All of the entries must be duplicated exactly.
=== INFORMATION GIVEN ===
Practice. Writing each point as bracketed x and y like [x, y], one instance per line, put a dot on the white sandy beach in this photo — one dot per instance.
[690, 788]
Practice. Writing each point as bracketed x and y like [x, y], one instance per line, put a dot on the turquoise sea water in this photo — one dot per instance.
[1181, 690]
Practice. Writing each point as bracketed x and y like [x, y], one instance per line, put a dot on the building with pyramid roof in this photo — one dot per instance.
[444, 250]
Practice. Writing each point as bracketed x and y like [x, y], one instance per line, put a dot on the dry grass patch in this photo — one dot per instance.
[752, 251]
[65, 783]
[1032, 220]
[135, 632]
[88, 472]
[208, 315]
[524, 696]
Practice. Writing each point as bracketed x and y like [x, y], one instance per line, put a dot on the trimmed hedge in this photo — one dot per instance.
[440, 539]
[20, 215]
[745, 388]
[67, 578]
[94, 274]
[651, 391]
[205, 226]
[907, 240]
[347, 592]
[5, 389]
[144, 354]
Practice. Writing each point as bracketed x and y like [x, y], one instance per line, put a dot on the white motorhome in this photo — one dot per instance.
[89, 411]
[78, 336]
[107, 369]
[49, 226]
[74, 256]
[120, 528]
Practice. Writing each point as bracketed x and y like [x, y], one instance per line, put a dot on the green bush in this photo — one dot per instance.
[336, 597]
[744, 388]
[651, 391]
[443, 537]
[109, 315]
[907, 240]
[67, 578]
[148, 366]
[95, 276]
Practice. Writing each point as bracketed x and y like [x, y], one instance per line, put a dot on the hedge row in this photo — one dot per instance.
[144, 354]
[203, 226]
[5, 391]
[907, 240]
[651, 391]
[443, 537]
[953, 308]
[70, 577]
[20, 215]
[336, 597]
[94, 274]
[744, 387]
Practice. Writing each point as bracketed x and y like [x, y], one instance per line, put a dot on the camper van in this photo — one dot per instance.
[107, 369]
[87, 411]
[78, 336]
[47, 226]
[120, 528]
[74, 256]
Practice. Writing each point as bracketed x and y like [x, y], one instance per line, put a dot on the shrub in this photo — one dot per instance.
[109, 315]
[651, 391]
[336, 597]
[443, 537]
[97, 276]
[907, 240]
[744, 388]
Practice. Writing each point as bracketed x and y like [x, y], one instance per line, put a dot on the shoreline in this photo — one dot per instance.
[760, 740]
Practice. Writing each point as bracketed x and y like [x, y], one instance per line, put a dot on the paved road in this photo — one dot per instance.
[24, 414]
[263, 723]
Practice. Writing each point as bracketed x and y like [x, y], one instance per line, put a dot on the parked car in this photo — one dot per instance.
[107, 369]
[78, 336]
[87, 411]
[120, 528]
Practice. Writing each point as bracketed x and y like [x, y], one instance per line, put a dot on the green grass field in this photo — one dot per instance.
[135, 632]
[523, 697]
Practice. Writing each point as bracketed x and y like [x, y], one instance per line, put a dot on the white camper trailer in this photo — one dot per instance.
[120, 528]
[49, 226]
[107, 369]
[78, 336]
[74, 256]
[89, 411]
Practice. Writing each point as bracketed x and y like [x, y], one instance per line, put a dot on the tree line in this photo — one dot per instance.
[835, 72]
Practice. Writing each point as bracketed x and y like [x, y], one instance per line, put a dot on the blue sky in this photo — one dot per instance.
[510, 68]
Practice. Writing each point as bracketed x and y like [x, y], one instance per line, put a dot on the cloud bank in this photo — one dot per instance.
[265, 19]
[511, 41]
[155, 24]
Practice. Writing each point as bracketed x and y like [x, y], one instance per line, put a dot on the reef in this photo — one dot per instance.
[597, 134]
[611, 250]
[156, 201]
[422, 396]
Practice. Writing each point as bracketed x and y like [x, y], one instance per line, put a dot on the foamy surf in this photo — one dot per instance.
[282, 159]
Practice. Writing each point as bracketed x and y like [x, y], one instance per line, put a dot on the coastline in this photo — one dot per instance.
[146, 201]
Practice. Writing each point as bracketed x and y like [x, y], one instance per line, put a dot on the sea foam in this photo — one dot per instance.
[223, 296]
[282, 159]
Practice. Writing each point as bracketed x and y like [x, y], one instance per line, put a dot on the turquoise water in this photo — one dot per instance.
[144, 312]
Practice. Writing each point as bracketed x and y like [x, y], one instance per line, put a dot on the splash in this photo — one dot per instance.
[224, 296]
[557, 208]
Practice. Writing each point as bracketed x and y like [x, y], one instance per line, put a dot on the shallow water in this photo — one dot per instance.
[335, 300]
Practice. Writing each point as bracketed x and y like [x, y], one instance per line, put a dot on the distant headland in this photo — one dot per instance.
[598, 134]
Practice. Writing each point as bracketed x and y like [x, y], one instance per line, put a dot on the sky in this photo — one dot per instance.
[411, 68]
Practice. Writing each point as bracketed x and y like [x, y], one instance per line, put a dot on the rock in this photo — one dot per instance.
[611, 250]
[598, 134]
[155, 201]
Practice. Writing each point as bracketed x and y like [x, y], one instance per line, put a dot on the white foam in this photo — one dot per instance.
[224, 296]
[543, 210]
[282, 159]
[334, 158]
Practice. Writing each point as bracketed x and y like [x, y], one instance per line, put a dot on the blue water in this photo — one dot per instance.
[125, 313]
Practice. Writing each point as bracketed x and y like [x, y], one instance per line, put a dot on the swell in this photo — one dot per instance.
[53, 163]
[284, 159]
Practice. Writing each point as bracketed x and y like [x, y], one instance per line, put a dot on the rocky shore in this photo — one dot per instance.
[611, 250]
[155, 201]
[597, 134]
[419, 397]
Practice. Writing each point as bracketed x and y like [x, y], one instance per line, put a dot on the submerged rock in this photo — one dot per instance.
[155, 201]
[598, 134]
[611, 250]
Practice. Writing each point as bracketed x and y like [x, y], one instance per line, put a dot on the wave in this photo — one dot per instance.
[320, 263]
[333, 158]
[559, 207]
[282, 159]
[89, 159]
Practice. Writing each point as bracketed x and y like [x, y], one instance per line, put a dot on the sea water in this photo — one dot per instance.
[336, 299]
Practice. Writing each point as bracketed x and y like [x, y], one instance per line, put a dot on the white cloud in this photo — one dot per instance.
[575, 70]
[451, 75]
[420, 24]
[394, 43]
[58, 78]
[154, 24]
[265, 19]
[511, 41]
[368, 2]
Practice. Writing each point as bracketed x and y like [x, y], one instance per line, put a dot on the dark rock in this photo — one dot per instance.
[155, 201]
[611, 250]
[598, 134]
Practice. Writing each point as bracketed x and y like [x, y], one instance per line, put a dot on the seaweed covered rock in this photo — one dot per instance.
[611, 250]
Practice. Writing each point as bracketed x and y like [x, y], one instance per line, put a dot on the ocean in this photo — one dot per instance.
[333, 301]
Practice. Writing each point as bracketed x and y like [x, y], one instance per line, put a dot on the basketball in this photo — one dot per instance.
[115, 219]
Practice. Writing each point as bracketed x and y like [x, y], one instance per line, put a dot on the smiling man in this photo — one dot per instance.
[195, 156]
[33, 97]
===
__SOLUTION FOR THIS TASK__
Practice. Writing each point as bracketed x and y like [x, y], one instance per line, put a dot on the white sandy beach in this photo — one dot per instance.
[690, 788]
Practice. Writing each point as bracketed x and y like [x, y], one instance per line, put a dot on the turquoise sea water in this photo — one dot per instance.
[1181, 690]
Practice. Writing each point as bracketed x and y like [x, y], one instance per line, put a dot on the building with pyramid roof in this photo — one dot per instance.
[444, 250]
Practice. Writing each point as bracketed x and y like [x, y], one instance per line, put a dot on the dry grass patch in this photo — one dot per instance.
[752, 251]
[65, 783]
[1032, 220]
[135, 632]
[88, 472]
[208, 315]
[524, 696]
Practice. Writing each point as bracketed x and y like [x, y], one instance per line, put a dot on the trimmed hedge in this photo — one dot per instance.
[440, 539]
[20, 215]
[745, 388]
[67, 578]
[94, 274]
[651, 391]
[205, 226]
[907, 240]
[347, 592]
[5, 389]
[144, 354]
Practice. Writing each point as bracketed x and y like [x, y], one instance per line, put a dot on the white motorhome in this photo — one dot per instance.
[89, 411]
[78, 336]
[107, 369]
[49, 226]
[74, 256]
[120, 528]
Practice. Writing each point as bracketed x and y like [x, y], one instance per line, put a dot on the green bush in this photo — one dot per instance.
[336, 597]
[744, 388]
[651, 391]
[443, 537]
[109, 315]
[907, 240]
[67, 578]
[148, 366]
[95, 276]
Practice. Writing each point as bracketed x and y like [x, y], one instance per line, put a dot on the hedge row in this photo — one dot per instance.
[144, 354]
[203, 226]
[5, 391]
[907, 240]
[651, 391]
[443, 537]
[953, 308]
[70, 577]
[20, 215]
[336, 597]
[94, 274]
[744, 387]
Practice. Writing each point as bracketed x and y like [x, y], one instance per line, put a dot on the camper van in this photo — one dot per instance.
[107, 369]
[87, 411]
[78, 336]
[47, 226]
[120, 528]
[74, 256]
Practice. Writing each point as bracketed x and y like [x, y], one instance per line, put a dot on the shrub in this photo — one dot per instance.
[109, 315]
[651, 391]
[336, 597]
[443, 537]
[97, 276]
[907, 240]
[744, 388]
Practice. Writing each point as bracketed x and y like [x, y], one instance per line, put a dot on the shoreline in this photo — one dot per instance.
[760, 740]
Practice. Writing each point as bracketed x and y like [x, y], one instance per line, put a dot on the paved road in this photo — one dot per instance.
[24, 414]
[263, 723]
Practice. Writing each point as bracketed x and y like [x, y], one instance per line, put a dot on the parked car in this photo — one dot per instance.
[107, 369]
[78, 336]
[87, 411]
[120, 528]
Practice. Writing each point as bracketed x and y like [x, y], one instance per line, put a dot on the green grass field in this photo — one dot per instance.
[135, 632]
[523, 697]
Practice. Writing each point as bracketed x and y like [x, y], one instance per line, put a dot on the white camper trailer in this photo — one dot per instance.
[120, 528]
[49, 226]
[107, 369]
[78, 336]
[74, 256]
[89, 411]
Practice. Writing each point as bracketed x and y like [x, y], one instance per line, put a dot on the tree line in this photo — one dot per instance.
[835, 72]
Practice. Writing each point as bracketed x and y like [x, y], one instance per line, put a dot on the blue sky in this photo — one dot per instance.
[510, 68]
Practice. Writing each point as bracketed x and y like [x, y], one instance per line, put a dot on the cloud bank in this photo — one dot per instance.
[265, 19]
[511, 41]
[155, 24]
Practice. Writing each point as bracketed x and y like [x, y], one instance per line, put a dot on the reef in this photo — one dot per instance.
[597, 134]
[611, 250]
[156, 201]
[422, 396]
Practice. Writing each point as bracketed x and y like [x, y], one instance per line, put a dot on the foamy surf in this photo — one dot per instance.
[282, 159]
Practice. Writing each point as bracketed x and y like [x, y], one instance per line, put a dot on the coastline in this photo — one dot per instance.
[146, 201]
Practice. Writing each point as bracketed x and y like [x, y], one instance per line, put a dot on the sea foam in this photo — one dot per instance.
[223, 296]
[282, 159]
Practice. Writing each point as bracketed x and y like [x, y], one instance per line, put a dot on the turquoise water in this photo — one dot per instance.
[144, 312]
Practice. Writing each point as bracketed x and y like [x, y], one instance per line, put a dot on the splash in this photo — one dot per instance.
[224, 296]
[557, 208]
Practice. Writing each point as bracketed x and y like [x, y], one instance per line, put a dot on the shallow water in this photo — one dot per instance.
[335, 300]
Practice. Writing each point as bracketed x and y like [x, y], one instance per line, put a dot on the distant headland in this photo — one dot per instance.
[598, 134]
Practice. Writing each point as bracketed x and y like [x, y], one instance per line, put a dot on the sky in this photo — one dot per instance.
[411, 68]
Practice. Writing each point as bracketed x and y like [x, y], one instance per line, put a dot on the rock in this photo — one dot per instance.
[611, 250]
[598, 134]
[155, 201]
Practice. Writing each point as bracketed x and y like [x, y], one instance per line, put a dot on the white foam in this photo — one dot per instance.
[224, 296]
[543, 210]
[282, 159]
[334, 158]
Practice. Writing each point as bracketed x and y like [x, y], one instance per line, put a dot on the blue water in this photo — one dot per instance.
[125, 313]
Practice. Writing each point as bracketed x and y like [x, y], one instance per line, put a dot on the swell in this photo — one dot per instance.
[53, 163]
[284, 159]
Practice. Writing each point as bracketed x and y like [x, y], one instance per line, put a dot on the rocky shore in this photo — one dot per instance.
[611, 250]
[155, 201]
[597, 134]
[419, 397]
Practice. Writing each point as bracketed x and y like [x, y], one instance per line, put a dot on the submerged rock in this photo — one dot per instance.
[155, 201]
[598, 134]
[611, 250]
Practice. Writing each point as bracketed x and y like [x, y], one instance per line, put a dot on the wave in this photo — one dot per instance.
[320, 263]
[333, 158]
[559, 207]
[282, 159]
[89, 159]
Practice. Writing each point as bracketed x and y like [x, y], one instance per line, put a dot on the sea water in this photo — one dot per instance.
[336, 299]
Practice. Writing each point as bracketed x and y like [x, y], one instance per line, put a dot on the white cloud in this photo — one dot per instance.
[575, 70]
[451, 75]
[420, 24]
[394, 43]
[58, 78]
[154, 24]
[265, 19]
[511, 41]
[368, 2]
Practice. Writing each point as bracketed x and y like [x, y], one instance per line, put a dot on the dark rock in this photo — one dot per instance.
[155, 201]
[611, 250]
[598, 134]
Practice. Writing each point as bracketed x and y like [x, y], one instance per line, put a dot on the seaweed covered rock in this photo — one dot per instance.
[611, 250]
Practice. Writing each point as bracketed x and y like [x, y], one instance per line, put a dot on the ocean in this photo — one dot per instance.
[333, 301]
Practice. Writing each point as bracketed x and y like [x, y], one instance per line, put a dot on the basketball in this photo — one dot per instance.
[115, 219]
Practice. Writing each point as bracketed x and y like [x, y], one instance per line, put a dot on the smiling man in this photo — one dot per instance.
[195, 156]
[33, 97]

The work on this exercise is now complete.